## Exercise goal
How many of the rows below contain the string "glass" with the same capitalization? Reply with the number alone.
>> start Given records
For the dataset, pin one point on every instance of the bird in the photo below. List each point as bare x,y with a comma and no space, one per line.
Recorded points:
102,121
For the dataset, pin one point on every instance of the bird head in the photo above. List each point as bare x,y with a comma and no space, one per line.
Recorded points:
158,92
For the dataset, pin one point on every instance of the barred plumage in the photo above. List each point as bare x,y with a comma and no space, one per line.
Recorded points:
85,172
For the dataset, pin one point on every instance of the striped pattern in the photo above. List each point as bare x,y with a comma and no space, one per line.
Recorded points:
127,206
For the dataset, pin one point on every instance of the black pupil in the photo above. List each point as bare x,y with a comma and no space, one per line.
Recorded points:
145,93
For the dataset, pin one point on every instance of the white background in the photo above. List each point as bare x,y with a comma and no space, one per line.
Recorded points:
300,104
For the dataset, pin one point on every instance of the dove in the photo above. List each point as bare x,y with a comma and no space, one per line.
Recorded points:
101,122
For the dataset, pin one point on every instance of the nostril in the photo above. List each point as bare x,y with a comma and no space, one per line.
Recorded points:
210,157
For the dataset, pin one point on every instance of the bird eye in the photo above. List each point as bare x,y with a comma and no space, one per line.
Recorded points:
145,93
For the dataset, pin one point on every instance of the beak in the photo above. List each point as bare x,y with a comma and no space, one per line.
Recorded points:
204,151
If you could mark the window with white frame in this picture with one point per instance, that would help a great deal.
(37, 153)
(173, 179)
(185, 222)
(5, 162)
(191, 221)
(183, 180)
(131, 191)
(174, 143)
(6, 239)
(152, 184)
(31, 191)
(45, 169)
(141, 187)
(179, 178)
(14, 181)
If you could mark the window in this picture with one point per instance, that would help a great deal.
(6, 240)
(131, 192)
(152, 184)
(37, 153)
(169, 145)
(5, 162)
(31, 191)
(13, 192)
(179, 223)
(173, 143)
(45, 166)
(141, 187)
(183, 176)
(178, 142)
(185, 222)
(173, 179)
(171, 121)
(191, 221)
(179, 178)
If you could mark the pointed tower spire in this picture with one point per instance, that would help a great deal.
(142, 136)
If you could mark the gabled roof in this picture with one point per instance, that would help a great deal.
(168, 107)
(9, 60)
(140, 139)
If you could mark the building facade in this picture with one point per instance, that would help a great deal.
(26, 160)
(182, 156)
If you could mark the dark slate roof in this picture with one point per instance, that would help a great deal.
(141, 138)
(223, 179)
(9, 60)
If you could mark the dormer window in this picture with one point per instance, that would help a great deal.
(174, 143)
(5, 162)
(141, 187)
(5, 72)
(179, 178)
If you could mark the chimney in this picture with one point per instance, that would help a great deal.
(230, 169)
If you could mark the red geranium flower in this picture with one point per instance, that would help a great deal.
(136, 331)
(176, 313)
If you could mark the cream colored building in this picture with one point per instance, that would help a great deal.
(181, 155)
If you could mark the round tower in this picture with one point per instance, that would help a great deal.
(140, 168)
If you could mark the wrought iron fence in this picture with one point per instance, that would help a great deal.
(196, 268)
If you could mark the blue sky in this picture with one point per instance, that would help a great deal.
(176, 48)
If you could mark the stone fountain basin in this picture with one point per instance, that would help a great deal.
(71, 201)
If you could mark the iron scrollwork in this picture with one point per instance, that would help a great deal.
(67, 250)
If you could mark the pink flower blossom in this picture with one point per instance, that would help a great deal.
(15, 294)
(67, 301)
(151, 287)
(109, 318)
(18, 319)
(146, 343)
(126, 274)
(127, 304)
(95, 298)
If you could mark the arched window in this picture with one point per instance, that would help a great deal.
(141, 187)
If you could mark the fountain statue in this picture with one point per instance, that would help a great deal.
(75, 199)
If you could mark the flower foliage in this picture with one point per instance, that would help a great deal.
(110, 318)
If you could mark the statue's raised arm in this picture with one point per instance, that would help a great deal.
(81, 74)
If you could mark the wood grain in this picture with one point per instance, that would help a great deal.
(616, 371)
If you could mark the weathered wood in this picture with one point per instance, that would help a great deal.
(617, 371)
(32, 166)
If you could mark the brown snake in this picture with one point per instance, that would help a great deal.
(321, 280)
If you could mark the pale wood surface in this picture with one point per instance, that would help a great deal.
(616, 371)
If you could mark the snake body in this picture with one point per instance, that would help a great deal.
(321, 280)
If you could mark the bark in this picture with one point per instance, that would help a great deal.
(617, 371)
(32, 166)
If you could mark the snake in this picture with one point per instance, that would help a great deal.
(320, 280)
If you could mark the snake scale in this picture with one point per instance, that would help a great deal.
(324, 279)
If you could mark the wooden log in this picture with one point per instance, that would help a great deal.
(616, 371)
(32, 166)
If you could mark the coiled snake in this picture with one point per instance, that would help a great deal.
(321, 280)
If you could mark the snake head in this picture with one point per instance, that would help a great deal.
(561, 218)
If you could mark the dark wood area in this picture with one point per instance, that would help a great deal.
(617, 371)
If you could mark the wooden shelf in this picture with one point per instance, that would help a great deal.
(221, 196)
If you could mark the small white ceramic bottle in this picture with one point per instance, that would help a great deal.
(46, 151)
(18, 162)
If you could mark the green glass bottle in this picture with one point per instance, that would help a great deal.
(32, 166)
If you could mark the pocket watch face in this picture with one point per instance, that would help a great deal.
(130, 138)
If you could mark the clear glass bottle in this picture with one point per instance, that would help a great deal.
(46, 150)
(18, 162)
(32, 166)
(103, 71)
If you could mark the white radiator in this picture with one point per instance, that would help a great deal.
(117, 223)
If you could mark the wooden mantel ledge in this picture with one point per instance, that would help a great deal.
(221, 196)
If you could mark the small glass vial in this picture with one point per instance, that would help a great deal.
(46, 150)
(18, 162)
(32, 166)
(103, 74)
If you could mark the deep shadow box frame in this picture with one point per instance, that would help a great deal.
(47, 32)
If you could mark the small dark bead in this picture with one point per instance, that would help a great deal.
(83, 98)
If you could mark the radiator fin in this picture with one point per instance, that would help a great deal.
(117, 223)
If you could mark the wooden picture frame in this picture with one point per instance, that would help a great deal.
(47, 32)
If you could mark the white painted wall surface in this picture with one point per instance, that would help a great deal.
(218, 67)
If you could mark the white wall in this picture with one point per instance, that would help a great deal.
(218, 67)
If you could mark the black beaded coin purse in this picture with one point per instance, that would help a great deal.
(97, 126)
>> end Given records
>> start Given records
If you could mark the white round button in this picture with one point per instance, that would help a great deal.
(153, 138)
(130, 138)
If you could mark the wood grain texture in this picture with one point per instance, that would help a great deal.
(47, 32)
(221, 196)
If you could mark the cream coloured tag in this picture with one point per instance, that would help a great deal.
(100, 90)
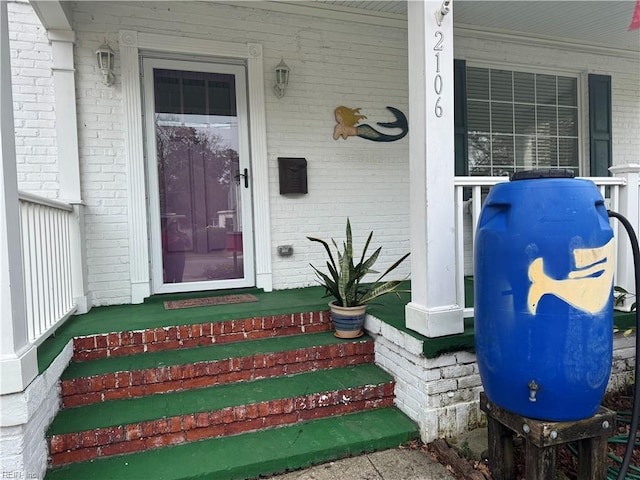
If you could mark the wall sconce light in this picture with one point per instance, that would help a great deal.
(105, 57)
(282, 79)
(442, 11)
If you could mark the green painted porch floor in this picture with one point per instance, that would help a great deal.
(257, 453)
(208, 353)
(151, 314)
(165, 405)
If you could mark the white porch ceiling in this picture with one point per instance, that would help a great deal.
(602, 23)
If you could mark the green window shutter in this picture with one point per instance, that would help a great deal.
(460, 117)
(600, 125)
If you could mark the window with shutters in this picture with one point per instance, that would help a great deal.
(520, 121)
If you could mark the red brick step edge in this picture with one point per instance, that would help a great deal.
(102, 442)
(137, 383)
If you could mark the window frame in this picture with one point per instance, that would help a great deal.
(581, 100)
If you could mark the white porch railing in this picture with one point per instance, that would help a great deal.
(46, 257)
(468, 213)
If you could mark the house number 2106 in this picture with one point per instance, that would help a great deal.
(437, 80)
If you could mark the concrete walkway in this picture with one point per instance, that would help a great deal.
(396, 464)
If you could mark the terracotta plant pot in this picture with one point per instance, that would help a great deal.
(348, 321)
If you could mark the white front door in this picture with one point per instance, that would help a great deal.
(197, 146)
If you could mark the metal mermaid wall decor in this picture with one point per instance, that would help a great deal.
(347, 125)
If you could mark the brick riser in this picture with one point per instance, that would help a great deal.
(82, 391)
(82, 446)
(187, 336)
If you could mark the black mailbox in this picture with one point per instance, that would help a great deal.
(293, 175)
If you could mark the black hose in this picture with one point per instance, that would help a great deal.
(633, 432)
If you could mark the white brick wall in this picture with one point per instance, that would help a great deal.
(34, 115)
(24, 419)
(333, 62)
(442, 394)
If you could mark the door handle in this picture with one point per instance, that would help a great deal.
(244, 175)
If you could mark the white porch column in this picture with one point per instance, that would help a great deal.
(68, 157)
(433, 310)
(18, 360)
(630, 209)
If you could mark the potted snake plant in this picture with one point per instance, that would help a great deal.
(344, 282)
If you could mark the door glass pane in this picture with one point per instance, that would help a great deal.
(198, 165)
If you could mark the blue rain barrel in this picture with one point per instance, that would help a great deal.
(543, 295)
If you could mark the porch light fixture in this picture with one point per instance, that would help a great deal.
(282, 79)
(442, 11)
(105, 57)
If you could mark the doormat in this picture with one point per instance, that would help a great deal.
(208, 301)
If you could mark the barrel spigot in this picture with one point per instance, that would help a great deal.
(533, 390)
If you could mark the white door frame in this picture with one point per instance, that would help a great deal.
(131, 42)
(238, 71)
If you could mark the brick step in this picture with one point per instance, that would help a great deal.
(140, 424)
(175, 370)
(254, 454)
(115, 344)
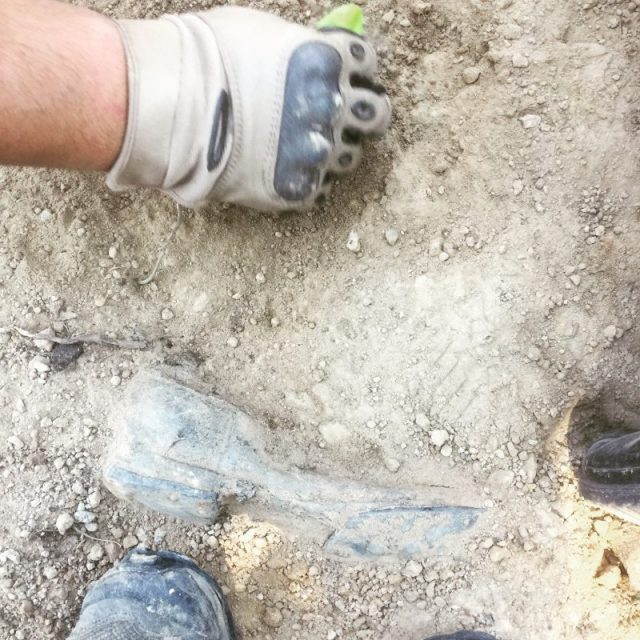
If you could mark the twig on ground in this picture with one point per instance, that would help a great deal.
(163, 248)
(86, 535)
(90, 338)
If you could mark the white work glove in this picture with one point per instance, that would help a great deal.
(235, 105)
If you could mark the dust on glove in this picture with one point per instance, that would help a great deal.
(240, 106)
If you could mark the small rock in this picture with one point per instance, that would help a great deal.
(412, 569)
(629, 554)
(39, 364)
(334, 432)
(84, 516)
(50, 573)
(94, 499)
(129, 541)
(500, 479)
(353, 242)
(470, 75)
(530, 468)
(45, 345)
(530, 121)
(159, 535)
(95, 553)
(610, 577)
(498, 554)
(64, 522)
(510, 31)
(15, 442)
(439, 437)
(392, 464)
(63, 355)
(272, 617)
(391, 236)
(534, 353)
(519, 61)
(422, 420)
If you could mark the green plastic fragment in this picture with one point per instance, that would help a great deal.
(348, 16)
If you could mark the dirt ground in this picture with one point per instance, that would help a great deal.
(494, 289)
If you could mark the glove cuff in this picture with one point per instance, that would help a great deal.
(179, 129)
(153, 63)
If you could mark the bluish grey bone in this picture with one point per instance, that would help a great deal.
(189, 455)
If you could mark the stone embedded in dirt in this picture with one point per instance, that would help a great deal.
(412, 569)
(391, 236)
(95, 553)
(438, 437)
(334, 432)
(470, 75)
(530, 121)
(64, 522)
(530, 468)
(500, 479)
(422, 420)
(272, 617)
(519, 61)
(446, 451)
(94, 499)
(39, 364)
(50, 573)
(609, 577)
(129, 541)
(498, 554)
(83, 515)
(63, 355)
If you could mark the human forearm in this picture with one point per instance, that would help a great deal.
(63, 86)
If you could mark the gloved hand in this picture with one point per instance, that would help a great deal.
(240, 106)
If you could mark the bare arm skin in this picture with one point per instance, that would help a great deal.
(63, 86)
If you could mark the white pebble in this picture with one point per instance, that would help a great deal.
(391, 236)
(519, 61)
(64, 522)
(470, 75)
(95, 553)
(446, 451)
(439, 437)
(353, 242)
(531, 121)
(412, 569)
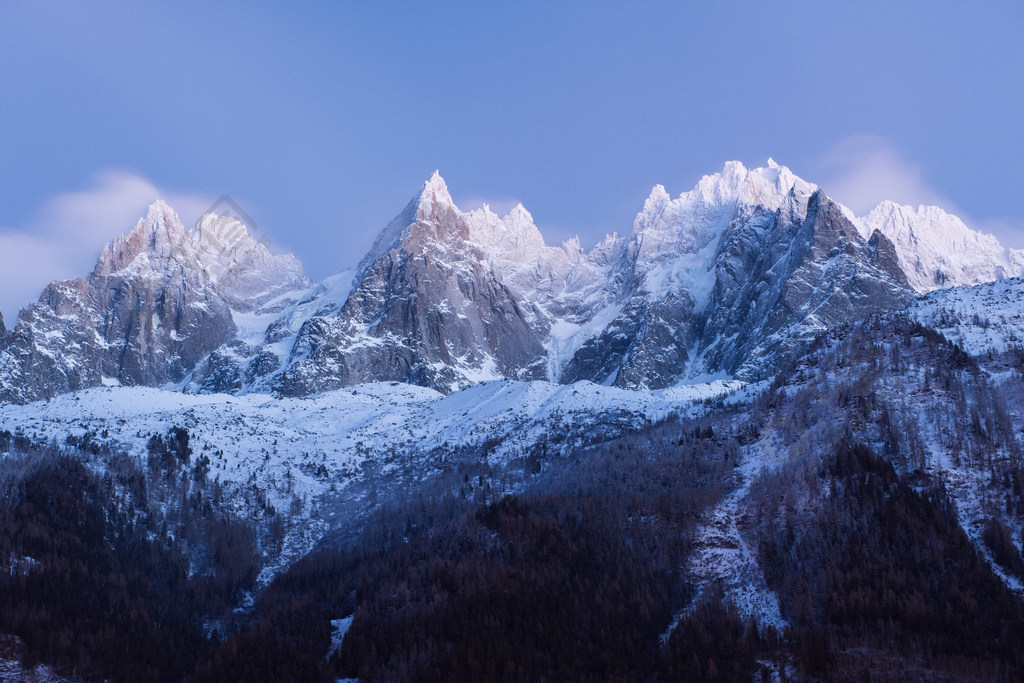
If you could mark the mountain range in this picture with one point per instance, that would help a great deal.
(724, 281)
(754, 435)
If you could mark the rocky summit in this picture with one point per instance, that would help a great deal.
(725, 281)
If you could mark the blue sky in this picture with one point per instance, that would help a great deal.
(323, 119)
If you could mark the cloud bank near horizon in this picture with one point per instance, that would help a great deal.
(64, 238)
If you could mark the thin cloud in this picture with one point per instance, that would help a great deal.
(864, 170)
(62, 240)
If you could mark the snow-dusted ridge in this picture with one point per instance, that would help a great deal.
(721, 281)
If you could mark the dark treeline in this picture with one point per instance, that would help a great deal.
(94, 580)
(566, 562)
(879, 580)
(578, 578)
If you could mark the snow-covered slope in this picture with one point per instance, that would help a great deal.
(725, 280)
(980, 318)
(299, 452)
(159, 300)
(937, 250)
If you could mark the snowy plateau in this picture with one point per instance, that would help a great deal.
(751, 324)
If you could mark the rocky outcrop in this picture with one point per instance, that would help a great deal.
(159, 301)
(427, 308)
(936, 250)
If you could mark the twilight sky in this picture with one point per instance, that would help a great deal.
>> end Given records
## Solution to the exercise
4